___ DATA SUPPLIED ___

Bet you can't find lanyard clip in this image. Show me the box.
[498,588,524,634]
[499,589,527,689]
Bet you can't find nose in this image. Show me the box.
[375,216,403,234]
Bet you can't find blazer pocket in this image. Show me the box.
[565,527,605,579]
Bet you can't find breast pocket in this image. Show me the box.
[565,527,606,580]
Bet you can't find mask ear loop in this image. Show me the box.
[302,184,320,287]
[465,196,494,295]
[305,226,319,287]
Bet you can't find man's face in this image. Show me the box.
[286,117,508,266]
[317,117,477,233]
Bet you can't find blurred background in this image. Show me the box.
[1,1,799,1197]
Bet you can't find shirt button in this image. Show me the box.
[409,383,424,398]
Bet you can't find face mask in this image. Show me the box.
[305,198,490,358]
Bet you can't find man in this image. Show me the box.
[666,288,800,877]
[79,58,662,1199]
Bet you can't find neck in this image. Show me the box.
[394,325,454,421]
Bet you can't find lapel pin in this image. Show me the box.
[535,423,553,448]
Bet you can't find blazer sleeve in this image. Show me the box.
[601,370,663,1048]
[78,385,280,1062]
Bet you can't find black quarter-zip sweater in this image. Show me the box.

___

◆ **TASK REQUIREMENTS**
A verbatim copy of the lines from the one with "Bet you can't find nose" to the end of the listing is the whole answer.

◆ **RESPONSE AREA**
Bet you can't find nose in this image. Show me the box.
[375,216,403,234]
Bet you can't find blazer pocket in this image. Show me the box.
[565,527,605,579]
Bet you can't find breast pocket in this image. Show me the box.
[565,527,606,580]
Bet you can't find mask ear loop in this image. Show me the box.
[302,184,320,287]
[465,196,494,295]
[305,226,319,287]
Bet you can't find man's face in this image. Show me the box.
[286,117,508,266]
[317,117,477,233]
Bet you can't find blurred background in this image. Show me the box.
[1,1,799,1197]
Bet you can't find shirt button in this image. Show me the box.
[409,383,424,398]
Bet you can't find face mask in this image. Show me the box.
[305,198,490,358]
Bet you can't find man in this image. Show me the box.
[666,288,800,877]
[79,58,662,1199]
Bet you can't find neck in this image. Show me the box.
[394,325,454,421]
Bet you can't find lapel pin in this image. Show me the box.
[535,423,553,448]
Bet you can't find blazer sleeve in this image. Show me the box.
[601,370,663,1048]
[78,385,280,1062]
Bet you can't find black quarter-zip sweater in this image. Show me the box.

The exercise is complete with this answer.